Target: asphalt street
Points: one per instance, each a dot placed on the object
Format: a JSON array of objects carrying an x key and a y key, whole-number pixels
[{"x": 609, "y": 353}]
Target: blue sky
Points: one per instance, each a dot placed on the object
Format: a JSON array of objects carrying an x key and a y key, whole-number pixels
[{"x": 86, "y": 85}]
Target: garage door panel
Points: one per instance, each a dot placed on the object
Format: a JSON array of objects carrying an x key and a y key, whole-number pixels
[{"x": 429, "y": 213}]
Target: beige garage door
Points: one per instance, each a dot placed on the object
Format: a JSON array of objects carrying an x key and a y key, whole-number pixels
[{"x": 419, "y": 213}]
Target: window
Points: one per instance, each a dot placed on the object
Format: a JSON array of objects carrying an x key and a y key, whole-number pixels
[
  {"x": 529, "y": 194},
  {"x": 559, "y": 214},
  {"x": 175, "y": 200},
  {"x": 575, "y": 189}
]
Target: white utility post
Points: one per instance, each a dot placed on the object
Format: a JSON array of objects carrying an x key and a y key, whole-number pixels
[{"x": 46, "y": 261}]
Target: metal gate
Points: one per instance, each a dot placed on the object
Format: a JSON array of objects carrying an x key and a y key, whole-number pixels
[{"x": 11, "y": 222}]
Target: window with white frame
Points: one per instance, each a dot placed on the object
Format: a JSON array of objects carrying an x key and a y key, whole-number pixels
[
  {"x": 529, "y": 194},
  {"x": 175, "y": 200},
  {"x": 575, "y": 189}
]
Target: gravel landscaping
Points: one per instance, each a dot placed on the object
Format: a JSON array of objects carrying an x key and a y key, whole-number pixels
───
• Written exercise:
Format everything from the line containing "Target: metal gate" down to the end of the records as a Markdown table with the columns Index and Text, one line per row, numbered in order and with blank lines omitted.

• Exercise response:
| Index | Text |
|---|---|
| 1 | Target: metal gate |
| 2 | Points: one per instance, each a dot placed on the object |
| 3 | Format: a JSON array of objects carrying an x key and a y key, whole-number pixels |
| 4 | [{"x": 11, "y": 222}] |
| 5 | Target: window with white frame |
| 6 | Points: one per instance, each a dot placed on the object |
| 7 | Format: a JSON array of objects carrying an x key and a y key, whole-number pixels |
| 8 | [ |
| 9 |   {"x": 529, "y": 194}, |
| 10 |   {"x": 175, "y": 200}, |
| 11 |   {"x": 575, "y": 189} |
| 12 | ] |
| 13 | Target: gravel landscaping |
| 14 | Points: one per instance, each a dot placed on the object |
| 15 | Format: a JSON array of objects carrying an x key and a y key, whole-number pixels |